> [Aufgabenziel] Nenne anhand des Seitenauszugs, was gegründet wurde, weil Vögel immer wieder Fische fingen.

> [Seitenauszug]

^^^^^^^^

Der Züchter hatte erst einen großen See, in dem er die Fische gehalten hat, wurde erklärt.
Auf Grund von immer wiederkehrenden Fischfängen von Vögel, die auch durch Abschuß mit einem Gewehr nicht nachliessen, wurde eine Fischfarm mit Innenhälterung gegründet.
Die Anwendung von Schußwaffen gegenüber Vögel die sich in natürlichen Gewässern mit Nahrung versorgen, hätte nicht in den Bericht reingemusst.
Es hatte mich als Zuschauer schockiert und nachdenklich gestimmt.:haue3
Zuletzt wurde dann ein Verkauf eines großen Kois gezeigt und über Verkaufspreise berichtet.

Viele Grüße
tipit


----------



## marcus18488 (27. Jan. 2011)

*AW: Koi-Sendung bei N -TV*

Hallo,

hab gestern abend den Bericht angesehen. Na ja, in meinen Augen war es nicht gerade besonders. Hab mir mehr davon erwartet. Es kam fast so rüber, als wenn sich nur die Leute mit einem dicken Geldbeutel einen Koi leisten können. Der teich war zwar schön, hat aber irgendwie nichts mit den meisten Teichen zu tun


Lg vom Härtsfeld Marcus


----------

^^^^^^^^

> [Datenteil]
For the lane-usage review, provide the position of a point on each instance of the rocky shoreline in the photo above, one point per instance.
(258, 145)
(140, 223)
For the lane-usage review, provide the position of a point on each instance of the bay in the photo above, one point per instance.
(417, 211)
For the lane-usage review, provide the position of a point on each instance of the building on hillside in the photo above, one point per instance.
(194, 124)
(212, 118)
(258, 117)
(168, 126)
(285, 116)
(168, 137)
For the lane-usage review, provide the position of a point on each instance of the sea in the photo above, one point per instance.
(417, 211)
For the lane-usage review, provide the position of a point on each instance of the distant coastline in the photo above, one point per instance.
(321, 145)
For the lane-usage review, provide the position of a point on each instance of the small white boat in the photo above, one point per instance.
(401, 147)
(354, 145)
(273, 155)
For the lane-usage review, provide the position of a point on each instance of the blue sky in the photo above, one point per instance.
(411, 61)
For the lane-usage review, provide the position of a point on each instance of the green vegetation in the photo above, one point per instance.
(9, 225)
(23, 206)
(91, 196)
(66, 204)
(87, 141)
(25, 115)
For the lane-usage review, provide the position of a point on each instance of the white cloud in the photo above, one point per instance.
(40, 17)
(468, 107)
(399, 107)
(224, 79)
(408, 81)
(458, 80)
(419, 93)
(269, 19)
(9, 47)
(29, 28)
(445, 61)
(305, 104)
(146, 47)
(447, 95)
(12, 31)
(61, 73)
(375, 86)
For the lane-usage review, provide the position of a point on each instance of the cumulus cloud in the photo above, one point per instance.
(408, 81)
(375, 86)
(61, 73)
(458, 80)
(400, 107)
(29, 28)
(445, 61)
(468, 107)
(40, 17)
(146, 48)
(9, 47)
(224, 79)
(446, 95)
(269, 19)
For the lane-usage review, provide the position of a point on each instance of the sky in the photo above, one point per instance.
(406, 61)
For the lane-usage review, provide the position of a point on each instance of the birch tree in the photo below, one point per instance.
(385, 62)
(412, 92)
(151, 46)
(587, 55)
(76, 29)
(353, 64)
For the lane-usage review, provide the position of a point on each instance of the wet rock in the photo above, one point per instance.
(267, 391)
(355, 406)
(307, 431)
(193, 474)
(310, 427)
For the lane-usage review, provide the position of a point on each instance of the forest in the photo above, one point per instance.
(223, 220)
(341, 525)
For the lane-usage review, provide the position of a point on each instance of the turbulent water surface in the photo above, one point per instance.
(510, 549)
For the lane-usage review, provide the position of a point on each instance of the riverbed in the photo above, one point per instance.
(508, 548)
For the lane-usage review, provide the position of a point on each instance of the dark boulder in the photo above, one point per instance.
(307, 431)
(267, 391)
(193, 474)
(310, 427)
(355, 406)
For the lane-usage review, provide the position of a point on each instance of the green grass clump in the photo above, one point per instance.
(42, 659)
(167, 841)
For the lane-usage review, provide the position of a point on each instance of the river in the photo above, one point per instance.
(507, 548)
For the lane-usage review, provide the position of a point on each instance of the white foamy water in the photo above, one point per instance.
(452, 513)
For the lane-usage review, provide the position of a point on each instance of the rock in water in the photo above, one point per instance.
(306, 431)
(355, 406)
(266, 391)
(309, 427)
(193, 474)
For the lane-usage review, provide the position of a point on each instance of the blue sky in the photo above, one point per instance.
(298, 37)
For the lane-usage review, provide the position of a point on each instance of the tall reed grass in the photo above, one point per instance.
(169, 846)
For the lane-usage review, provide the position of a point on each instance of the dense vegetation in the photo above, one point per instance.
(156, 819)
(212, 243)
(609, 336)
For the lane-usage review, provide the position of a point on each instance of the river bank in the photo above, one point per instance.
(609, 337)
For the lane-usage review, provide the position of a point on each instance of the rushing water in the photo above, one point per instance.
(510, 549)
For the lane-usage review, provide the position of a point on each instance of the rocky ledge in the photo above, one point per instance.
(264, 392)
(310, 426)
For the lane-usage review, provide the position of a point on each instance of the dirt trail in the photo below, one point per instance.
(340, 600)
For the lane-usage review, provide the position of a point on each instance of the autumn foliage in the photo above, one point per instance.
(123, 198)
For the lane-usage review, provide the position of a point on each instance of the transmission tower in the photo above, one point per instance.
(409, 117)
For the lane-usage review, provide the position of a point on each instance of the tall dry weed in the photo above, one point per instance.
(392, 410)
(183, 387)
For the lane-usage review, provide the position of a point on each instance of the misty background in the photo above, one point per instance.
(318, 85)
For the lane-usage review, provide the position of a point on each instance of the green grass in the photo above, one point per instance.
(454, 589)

^^^^^^^^

> [Antwort] Eine Fischfarm mit Innenhälterung.